→ What to do:
Pull out every line below that contains the string "sign" and copy each one. Uppercase and lowercase letters must match.

┄┄┄┄┄┄┄┄┄┄┄┄┄┄┄┄┄┄┄┄

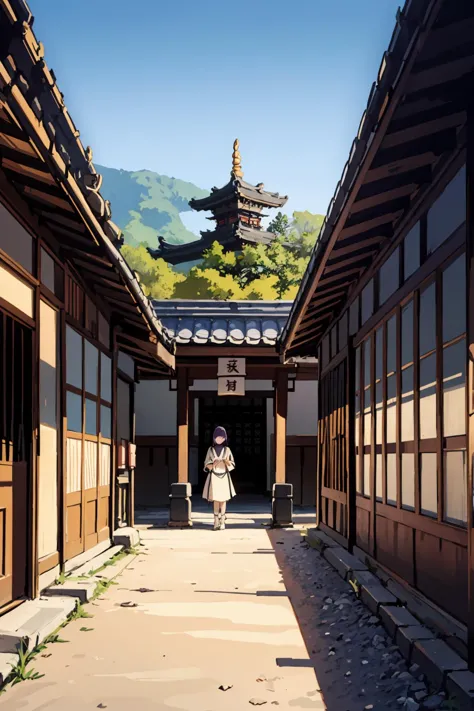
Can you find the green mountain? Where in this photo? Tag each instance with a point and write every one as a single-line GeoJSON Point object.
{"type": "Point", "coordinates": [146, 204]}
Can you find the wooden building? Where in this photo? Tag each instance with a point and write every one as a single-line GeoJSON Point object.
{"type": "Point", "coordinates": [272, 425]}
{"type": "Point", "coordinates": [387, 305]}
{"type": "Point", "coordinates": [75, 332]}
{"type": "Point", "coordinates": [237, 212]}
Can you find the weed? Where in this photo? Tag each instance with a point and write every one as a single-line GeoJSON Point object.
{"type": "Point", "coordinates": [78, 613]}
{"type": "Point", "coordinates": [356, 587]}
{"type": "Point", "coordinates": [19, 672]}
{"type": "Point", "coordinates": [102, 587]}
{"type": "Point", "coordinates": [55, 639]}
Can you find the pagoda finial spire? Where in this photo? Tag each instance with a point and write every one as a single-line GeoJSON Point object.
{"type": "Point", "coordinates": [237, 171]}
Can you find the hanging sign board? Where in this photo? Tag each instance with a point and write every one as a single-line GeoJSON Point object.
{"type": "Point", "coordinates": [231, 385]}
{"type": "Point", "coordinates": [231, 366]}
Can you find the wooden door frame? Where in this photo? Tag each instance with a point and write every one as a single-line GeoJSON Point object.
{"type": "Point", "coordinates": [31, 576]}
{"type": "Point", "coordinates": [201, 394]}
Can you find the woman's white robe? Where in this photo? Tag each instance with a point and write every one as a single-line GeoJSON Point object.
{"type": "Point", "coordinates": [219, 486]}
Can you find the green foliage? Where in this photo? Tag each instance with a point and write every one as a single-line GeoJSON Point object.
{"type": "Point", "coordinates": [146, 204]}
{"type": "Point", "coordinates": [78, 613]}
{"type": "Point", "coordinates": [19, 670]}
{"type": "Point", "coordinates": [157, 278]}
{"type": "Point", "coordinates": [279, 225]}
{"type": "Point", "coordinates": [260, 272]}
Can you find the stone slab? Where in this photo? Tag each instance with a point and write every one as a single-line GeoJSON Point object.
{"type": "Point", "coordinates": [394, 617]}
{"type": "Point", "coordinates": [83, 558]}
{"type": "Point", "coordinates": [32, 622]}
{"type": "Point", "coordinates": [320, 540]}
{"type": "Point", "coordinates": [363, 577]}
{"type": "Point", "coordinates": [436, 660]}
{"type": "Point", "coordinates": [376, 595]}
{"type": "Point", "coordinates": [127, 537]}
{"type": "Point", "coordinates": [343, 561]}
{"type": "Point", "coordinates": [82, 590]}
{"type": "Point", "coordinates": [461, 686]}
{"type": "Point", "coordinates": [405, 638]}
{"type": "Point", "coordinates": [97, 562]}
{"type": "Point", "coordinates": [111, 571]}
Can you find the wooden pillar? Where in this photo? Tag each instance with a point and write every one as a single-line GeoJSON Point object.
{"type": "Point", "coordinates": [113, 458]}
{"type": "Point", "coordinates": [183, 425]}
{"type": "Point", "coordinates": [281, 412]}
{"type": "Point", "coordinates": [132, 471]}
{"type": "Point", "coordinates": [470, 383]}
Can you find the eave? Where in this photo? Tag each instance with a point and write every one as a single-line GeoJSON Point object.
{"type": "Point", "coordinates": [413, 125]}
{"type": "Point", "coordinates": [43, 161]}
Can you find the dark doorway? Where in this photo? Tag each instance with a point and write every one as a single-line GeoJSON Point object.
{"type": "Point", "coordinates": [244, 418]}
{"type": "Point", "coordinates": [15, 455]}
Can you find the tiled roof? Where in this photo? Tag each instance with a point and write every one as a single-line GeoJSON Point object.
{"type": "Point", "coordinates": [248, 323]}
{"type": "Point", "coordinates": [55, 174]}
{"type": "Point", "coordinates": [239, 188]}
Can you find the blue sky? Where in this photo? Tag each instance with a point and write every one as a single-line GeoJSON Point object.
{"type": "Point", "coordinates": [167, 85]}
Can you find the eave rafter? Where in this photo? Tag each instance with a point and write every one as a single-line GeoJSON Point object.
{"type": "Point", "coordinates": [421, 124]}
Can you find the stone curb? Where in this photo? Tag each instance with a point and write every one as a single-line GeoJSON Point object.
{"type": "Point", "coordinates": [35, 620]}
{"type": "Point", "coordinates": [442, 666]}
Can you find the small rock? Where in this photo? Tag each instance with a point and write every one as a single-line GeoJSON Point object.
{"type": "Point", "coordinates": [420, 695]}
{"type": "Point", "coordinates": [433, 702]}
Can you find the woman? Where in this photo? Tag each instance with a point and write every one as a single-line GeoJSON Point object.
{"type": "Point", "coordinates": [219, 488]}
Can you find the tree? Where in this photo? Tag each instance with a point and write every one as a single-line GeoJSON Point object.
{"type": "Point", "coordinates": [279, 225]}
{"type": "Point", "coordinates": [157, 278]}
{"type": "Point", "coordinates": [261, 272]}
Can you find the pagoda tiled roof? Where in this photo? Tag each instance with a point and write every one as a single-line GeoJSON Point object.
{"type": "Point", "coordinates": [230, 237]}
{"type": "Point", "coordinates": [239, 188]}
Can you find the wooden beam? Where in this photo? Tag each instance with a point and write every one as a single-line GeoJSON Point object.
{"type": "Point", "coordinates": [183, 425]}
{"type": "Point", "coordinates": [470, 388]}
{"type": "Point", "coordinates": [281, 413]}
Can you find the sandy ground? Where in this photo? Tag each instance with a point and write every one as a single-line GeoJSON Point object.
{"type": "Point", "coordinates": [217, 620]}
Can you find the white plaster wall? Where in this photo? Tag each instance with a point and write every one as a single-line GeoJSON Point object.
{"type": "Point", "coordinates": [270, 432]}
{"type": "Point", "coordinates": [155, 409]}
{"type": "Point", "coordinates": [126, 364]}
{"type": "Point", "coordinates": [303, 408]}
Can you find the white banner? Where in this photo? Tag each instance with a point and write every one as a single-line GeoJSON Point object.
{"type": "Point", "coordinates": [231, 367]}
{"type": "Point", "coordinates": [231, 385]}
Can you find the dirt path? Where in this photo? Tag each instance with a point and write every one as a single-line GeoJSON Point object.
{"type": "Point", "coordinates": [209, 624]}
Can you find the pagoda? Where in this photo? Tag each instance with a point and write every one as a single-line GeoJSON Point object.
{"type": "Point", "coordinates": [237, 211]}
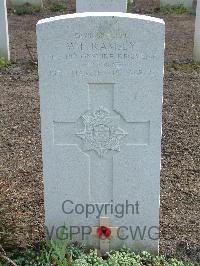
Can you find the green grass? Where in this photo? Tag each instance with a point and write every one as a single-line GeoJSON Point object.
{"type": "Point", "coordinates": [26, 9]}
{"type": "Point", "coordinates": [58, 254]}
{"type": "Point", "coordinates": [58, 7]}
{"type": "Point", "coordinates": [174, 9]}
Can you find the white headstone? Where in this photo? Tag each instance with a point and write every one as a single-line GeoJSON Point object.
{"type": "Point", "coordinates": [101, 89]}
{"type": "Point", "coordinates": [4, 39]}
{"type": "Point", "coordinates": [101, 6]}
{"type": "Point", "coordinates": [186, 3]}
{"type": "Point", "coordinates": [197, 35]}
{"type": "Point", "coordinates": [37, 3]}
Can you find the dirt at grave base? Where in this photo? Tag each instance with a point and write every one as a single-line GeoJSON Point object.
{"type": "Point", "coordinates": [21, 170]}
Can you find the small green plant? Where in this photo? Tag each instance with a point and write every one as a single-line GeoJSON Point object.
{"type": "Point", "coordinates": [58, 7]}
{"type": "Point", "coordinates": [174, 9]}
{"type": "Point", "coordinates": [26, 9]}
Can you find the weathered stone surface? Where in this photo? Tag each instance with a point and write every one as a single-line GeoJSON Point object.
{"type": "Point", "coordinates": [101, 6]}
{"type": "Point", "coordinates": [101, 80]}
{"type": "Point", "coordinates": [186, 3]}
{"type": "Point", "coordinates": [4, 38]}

┄┄┄┄┄┄┄┄┄┄┄┄┄┄┄┄┄┄┄┄

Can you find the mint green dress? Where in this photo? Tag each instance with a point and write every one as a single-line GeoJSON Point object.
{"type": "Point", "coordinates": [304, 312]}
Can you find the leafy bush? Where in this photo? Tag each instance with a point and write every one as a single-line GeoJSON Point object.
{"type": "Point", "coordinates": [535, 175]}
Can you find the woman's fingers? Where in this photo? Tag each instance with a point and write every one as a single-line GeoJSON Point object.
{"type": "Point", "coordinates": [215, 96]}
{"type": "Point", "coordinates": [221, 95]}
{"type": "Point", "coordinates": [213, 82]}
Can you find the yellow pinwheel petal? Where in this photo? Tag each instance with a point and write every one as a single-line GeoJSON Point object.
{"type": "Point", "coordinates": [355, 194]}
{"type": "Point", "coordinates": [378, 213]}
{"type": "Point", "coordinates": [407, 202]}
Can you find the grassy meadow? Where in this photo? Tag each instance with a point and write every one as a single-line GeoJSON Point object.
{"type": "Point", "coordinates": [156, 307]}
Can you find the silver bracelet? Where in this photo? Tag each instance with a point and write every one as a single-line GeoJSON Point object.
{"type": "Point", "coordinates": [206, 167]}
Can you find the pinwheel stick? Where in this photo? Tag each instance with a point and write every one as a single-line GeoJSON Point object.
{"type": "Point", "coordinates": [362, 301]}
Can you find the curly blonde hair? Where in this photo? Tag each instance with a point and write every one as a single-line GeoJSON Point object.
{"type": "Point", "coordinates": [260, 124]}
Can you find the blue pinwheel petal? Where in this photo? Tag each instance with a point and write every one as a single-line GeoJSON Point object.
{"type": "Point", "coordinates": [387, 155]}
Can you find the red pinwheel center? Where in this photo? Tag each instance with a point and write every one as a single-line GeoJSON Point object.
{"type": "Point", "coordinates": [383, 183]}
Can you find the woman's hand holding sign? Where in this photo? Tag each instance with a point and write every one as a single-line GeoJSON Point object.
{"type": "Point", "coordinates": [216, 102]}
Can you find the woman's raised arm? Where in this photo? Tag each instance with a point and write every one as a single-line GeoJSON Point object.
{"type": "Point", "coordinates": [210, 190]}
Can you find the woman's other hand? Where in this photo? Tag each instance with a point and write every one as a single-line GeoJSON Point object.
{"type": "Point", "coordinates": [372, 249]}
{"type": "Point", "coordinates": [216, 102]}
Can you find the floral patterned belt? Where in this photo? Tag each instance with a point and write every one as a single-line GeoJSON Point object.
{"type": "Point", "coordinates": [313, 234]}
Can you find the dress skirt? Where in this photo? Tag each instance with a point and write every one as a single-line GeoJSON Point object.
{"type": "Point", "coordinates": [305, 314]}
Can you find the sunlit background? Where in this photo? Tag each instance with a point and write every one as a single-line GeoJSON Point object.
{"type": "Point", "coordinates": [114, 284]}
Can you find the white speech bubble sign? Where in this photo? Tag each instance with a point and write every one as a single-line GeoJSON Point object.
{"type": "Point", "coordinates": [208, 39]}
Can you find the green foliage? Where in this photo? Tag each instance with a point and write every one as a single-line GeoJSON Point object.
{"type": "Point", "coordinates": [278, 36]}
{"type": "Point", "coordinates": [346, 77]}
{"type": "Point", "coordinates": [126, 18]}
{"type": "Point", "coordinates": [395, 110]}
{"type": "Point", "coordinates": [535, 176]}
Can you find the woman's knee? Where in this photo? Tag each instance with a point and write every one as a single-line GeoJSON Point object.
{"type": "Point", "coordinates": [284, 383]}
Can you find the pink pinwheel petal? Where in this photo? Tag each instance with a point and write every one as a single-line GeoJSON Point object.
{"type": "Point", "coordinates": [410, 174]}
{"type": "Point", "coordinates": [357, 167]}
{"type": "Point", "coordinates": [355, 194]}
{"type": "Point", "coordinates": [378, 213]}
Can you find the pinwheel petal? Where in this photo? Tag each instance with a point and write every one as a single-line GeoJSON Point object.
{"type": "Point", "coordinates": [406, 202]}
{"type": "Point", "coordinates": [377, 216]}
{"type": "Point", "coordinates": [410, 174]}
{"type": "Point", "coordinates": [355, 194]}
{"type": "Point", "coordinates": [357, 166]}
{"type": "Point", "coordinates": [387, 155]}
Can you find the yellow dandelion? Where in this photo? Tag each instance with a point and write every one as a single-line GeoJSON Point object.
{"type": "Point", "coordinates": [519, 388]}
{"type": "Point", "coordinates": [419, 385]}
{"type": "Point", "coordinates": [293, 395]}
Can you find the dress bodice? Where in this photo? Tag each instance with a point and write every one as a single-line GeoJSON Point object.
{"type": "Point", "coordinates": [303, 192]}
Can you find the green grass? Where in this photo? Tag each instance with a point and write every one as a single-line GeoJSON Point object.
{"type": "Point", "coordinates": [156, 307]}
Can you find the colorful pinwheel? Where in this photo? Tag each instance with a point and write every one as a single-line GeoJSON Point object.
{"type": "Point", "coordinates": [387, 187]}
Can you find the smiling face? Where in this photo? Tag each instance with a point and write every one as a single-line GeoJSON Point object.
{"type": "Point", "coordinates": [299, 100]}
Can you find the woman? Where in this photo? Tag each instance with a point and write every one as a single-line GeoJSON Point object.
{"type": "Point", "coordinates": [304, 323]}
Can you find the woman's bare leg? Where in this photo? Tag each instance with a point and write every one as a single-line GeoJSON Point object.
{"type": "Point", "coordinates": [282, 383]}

┄┄┄┄┄┄┄┄┄┄┄┄┄┄┄┄┄┄┄┄

→ Answer below:
Can you find the hanging sign board? Where in this photo? Tag each instance with a point and write every one as a single-line GeoJSON Point object.
Can you find the woman's hand holding sign? Where in this photo? Tag each instance with a point and write every one as a single-line GeoJSON Point object.
Can you find the white speech bubble sign? Where in this photo? Tag each instance with a point and write every one as a single-line GeoJSON Point object.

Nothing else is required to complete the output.